**WHAT IS BEING ASKED**: All lines in the records below with the word "spoon" must be returned.

Dataset items:
━━━━━━

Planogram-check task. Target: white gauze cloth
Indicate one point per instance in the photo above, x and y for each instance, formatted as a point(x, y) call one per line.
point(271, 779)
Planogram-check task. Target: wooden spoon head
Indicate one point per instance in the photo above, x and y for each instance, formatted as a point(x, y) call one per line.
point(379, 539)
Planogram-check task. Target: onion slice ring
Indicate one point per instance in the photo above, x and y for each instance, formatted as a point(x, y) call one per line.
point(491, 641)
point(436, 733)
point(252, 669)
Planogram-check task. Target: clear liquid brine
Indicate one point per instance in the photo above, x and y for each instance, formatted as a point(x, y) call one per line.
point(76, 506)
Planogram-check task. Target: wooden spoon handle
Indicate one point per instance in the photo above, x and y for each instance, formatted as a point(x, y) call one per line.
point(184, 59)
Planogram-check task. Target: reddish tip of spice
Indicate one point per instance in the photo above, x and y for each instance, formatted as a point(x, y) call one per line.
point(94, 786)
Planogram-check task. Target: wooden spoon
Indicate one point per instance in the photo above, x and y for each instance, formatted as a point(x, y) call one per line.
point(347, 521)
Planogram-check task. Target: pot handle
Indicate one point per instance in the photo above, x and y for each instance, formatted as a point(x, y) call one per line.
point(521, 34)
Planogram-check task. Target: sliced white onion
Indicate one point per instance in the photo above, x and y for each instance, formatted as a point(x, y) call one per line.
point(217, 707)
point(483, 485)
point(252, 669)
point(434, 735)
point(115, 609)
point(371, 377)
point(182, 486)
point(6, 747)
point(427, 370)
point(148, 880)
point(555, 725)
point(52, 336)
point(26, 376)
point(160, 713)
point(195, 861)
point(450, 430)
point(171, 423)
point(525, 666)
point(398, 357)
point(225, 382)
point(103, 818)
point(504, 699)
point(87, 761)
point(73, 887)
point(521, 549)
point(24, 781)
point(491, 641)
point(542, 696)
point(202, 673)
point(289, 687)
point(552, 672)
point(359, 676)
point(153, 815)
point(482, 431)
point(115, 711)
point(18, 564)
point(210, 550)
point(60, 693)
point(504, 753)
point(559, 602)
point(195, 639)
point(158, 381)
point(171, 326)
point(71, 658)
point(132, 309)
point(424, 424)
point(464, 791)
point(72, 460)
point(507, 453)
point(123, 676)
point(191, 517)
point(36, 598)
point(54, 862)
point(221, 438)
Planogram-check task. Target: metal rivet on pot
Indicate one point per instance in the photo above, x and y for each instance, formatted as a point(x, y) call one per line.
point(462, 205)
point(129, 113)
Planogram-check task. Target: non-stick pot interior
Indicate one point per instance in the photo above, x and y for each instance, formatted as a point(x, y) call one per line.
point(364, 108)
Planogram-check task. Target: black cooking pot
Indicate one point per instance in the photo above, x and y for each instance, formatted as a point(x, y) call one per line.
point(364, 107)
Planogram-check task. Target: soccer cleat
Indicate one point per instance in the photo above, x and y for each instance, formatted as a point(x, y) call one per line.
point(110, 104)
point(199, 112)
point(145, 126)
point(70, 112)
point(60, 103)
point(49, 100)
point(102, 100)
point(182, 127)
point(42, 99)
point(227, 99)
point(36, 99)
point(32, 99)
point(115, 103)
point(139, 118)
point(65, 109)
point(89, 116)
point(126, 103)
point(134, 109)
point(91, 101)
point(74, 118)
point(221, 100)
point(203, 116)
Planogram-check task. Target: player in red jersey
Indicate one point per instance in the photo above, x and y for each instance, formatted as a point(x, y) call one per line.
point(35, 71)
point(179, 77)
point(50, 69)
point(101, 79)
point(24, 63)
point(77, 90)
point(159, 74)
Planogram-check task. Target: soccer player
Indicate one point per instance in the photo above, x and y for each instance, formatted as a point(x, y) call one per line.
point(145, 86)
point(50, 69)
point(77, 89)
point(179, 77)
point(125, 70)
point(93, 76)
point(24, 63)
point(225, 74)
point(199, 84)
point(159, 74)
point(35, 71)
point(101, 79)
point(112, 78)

━━━━━━

**RESPONSE TO THIS TASK**:
Planogram-check task. Target: wooden spoon head
Planogram-check task. Target: wooden spoon handle
Planogram-check task. Target: wooden spoon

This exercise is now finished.